WHAT YOU WILL DO — Transcribe exactly the lines from the one containing "like [27, 109]." through the end of the entries, including both the first and the last, and nothing else.

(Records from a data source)
————

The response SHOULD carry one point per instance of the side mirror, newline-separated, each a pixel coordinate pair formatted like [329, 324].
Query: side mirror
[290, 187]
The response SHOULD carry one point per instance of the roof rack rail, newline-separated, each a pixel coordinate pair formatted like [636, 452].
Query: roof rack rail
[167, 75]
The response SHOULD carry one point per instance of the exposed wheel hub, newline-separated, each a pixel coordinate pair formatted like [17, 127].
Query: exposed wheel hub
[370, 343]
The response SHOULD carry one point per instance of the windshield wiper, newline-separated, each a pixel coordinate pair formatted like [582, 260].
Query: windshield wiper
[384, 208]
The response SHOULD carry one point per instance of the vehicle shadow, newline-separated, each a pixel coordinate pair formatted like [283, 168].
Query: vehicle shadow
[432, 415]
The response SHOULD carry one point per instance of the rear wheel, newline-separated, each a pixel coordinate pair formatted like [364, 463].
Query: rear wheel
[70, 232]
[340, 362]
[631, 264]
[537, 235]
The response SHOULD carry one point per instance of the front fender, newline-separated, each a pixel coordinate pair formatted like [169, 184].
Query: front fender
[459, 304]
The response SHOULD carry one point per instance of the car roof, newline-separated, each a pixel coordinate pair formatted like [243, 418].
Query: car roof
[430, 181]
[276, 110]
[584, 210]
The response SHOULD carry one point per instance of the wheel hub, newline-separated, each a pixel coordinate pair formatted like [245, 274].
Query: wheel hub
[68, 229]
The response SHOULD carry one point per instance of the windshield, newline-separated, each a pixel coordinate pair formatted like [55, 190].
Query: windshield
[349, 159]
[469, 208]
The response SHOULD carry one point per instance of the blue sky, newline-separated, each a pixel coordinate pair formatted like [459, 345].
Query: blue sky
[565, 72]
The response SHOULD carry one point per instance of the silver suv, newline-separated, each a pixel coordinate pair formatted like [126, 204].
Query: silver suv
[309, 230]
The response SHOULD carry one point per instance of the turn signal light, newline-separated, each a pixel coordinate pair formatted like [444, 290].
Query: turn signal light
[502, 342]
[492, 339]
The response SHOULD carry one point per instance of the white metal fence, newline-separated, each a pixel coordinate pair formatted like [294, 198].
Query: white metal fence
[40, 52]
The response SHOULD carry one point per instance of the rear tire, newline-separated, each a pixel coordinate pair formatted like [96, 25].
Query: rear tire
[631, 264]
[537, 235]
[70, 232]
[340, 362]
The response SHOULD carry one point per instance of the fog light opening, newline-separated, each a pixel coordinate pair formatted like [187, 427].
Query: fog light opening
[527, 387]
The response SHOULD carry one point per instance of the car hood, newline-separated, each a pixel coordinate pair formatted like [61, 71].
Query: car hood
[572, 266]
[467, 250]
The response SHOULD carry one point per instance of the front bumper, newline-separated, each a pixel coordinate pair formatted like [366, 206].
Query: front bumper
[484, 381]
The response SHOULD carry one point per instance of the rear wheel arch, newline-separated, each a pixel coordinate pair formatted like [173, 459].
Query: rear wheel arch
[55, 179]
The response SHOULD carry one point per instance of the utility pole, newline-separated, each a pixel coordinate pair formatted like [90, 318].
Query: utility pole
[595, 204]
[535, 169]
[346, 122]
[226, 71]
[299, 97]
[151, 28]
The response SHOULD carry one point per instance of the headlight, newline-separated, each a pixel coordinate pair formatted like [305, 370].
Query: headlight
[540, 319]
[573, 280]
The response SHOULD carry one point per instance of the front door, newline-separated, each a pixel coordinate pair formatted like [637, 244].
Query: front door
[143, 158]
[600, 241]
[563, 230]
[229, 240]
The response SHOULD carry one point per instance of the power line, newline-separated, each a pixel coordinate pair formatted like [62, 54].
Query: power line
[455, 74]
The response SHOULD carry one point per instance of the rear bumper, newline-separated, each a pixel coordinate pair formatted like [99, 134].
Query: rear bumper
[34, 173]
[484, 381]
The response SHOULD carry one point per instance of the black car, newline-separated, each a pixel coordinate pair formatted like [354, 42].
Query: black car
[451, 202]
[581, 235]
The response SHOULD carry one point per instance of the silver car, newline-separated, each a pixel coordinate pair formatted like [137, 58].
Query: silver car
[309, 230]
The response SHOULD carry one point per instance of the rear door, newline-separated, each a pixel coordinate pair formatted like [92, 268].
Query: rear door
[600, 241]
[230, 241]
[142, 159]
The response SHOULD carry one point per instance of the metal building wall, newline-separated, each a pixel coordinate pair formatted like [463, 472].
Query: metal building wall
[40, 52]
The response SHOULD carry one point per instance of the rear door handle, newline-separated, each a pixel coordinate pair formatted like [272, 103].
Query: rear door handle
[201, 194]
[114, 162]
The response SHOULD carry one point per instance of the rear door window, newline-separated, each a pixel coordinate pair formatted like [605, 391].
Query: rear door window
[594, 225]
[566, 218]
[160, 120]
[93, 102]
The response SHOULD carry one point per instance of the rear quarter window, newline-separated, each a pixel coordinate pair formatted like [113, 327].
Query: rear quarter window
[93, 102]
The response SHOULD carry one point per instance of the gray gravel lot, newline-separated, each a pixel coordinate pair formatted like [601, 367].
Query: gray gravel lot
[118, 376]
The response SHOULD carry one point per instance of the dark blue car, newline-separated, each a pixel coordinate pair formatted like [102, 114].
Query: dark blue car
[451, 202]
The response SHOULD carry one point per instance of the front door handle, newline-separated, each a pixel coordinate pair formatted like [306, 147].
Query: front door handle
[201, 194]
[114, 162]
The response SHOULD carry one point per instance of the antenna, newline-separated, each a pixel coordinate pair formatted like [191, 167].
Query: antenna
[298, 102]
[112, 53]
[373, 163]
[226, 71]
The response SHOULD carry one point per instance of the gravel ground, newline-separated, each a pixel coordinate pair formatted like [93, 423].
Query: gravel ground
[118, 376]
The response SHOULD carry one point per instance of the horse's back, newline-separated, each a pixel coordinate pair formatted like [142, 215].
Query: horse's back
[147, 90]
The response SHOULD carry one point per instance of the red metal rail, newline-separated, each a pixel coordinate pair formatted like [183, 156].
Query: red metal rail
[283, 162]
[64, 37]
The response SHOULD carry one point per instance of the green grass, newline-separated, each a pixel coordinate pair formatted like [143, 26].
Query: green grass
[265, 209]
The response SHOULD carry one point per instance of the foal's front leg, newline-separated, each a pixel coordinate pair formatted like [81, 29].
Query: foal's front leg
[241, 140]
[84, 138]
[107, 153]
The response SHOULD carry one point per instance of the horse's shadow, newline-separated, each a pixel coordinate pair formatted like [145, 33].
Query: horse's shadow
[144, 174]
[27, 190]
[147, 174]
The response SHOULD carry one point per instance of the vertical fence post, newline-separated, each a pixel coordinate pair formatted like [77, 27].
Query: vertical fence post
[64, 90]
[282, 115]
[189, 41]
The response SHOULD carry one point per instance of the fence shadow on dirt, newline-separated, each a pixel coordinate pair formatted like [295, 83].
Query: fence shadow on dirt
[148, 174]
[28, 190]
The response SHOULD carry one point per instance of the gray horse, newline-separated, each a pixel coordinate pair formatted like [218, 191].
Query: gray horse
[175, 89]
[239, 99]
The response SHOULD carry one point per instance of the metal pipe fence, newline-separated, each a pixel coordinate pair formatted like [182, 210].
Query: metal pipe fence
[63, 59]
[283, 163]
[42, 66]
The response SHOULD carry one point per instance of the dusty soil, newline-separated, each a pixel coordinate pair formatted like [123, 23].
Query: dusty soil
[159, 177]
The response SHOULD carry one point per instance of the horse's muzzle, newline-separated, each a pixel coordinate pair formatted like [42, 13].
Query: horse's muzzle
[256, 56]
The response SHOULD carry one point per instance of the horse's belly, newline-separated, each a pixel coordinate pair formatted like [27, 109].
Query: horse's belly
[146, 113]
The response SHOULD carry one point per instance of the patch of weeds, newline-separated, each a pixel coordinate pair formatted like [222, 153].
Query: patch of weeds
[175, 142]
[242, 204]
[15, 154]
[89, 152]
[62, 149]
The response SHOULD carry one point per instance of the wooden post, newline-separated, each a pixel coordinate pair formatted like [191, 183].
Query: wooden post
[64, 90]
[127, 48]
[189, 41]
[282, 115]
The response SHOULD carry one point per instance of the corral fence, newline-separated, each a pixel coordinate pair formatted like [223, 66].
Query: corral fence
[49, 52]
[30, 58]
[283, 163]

————

SOLUTION TO THIS TASK —
The response SHOULD carry one point per instance of the horse's belly, newline-separated, each a pixel coordinate pair formatted like [27, 109].
Query: horse's belly
[146, 113]
The response SHOULD carry one point per instance of the patch of weeds, newline-separated, each a pixel coordinate pair formatted like [222, 153].
Query: patch of weeds
[175, 142]
[242, 204]
[15, 154]
[89, 152]
[62, 149]
The response SHOULD carry one point per instance of the wooden post, newline-separated, each a pixel coordinate pair formatted like [191, 183].
Query: wooden post
[64, 90]
[127, 48]
[189, 41]
[282, 115]
The response SHOULD carry one point per instance of the corral fence, newline-separated, each a pixel coordinate pair formatted like [223, 66].
Query: corral fence
[49, 52]
[30, 58]
[283, 163]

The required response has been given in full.